**Data for this exercise**
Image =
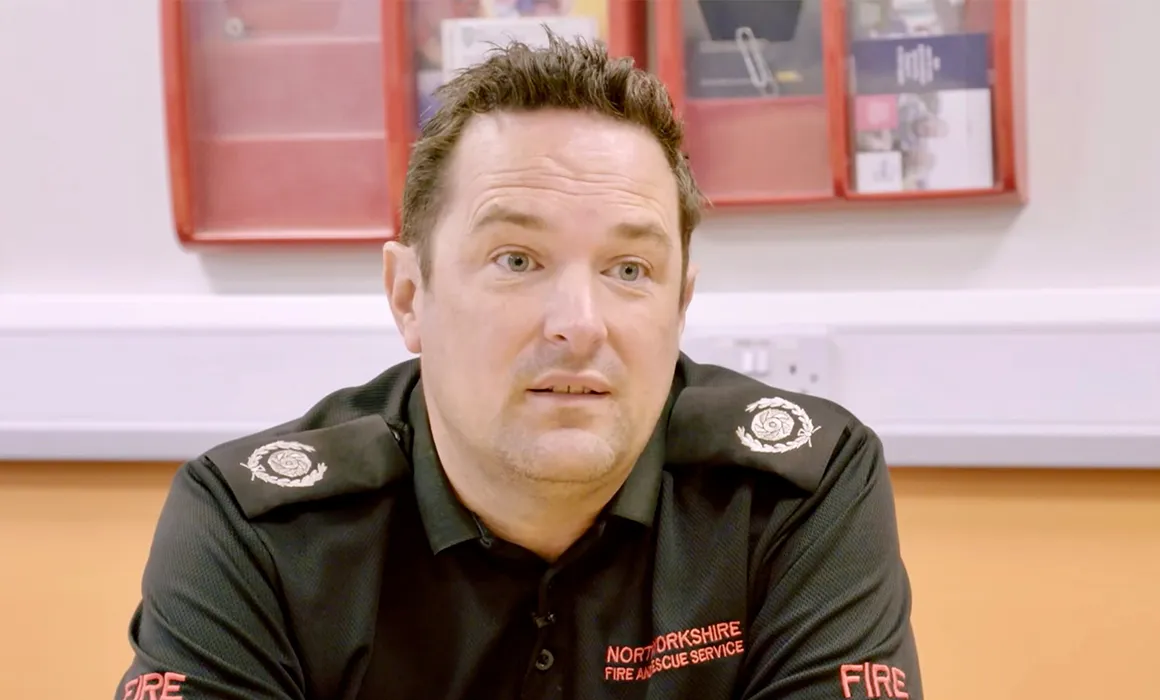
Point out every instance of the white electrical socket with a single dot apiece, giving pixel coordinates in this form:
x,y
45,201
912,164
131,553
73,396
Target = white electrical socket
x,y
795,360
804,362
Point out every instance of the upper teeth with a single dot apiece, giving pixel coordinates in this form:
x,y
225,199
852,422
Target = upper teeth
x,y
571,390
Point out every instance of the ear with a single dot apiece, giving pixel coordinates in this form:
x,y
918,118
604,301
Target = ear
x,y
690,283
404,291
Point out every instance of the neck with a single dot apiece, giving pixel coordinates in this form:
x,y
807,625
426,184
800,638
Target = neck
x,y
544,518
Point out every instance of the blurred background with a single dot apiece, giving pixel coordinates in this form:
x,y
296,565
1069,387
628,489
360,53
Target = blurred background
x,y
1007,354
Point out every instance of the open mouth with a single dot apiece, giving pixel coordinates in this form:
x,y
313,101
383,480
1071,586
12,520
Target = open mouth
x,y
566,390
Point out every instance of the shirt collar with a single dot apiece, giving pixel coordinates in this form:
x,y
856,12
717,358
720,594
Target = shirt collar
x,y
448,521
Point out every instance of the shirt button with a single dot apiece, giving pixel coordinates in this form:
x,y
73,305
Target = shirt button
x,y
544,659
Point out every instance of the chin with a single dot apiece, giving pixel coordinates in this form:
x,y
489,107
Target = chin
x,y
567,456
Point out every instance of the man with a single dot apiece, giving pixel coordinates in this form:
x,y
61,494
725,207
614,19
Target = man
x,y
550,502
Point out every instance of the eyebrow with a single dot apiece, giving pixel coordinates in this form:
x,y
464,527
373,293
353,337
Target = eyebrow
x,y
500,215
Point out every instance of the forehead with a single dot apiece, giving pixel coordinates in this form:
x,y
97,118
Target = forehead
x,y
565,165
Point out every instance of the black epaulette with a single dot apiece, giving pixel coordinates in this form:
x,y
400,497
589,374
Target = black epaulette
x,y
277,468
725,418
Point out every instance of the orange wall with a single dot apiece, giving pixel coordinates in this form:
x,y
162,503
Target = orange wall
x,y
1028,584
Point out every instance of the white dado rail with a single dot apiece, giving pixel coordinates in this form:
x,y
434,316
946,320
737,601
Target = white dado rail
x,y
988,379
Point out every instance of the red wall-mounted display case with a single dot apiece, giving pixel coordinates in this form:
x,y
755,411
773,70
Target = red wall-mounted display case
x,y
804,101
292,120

**Exercise directions**
Each line of the material above should be set down exactly, with no pictures.

**Task answer**
Image =
Point out every instance of the white electrical socket with a single dot apiece, giving pixel coordinates in this form:
x,y
45,201
912,164
131,553
73,396
Target = white electrical socket
x,y
795,360
804,362
Point out every instance of the upper teeth with a single dot apiece, giving pixel coordinates in this form:
x,y
225,199
852,422
Target = upper teeth
x,y
571,390
Point out every instance of the ear with a single dot apiece, giving pixel coordinates in this form:
x,y
918,118
604,301
Target = ear
x,y
690,283
404,291
Point out every instance of the neck with a single dot apiece, giving pixel coordinates in this form:
x,y
807,625
426,184
800,638
Target = neck
x,y
544,518
Point out every instance of the blurred background with a single dot apiece, giving pixel coordinates in this form:
x,y
296,565
1069,387
628,489
360,53
Target = blurred background
x,y
1007,354
Point out every instance of the open mouth with a single dot apiece, giving pixel coordinates in this form:
x,y
313,101
383,480
1071,586
12,520
Target = open mouth
x,y
566,390
Point out every instance of the shirt collar with a single dot apiece, giving pixel coordinates in this form:
x,y
856,12
717,358
720,594
Target = shirt collar
x,y
448,521
Point out every instance of the shirt button with a single dot apiece, giving pixel coordinates in this form:
x,y
73,305
Target = shirt button
x,y
544,659
Point out every instance of the chin with a single dot apiece, giving pixel coordinates in this form:
x,y
489,107
Target = chin
x,y
567,456
Point out every instance of the man with a single dot apiece, giving pixel coordinates in this form:
x,y
61,494
725,207
614,19
Target = man
x,y
550,502
Point out every instance of the eyebrow with a single dot apiece, giving pixel coordinates in this form:
x,y
464,527
373,293
353,337
Target = eyebrow
x,y
500,215
Point out every instance of the forehead with a single dot apiece, giving pixel coordinates in this form:
x,y
97,118
Target = forehead
x,y
565,165
Point out every instance of the black epaulette with a single dot apiece, giving pixel coordinates in this form:
x,y
400,497
589,374
Target = black epaulette
x,y
277,468
725,418
Point out every instance of the orange wall with a single dot apiece, giving pixel coordinates in this form:
x,y
162,503
Target = orange wall
x,y
1028,584
Point out every instance of the white dado rail with a single dot apiece, giving pixel coordinates in this form:
x,y
434,316
946,320
737,601
Target = white dado rail
x,y
988,379
Point out every instance of the red wall-mounted display case with a single dot apiece, giving pixel coordinates in this form:
x,y
755,411
773,70
Target = red wall-mounted display case
x,y
804,101
292,120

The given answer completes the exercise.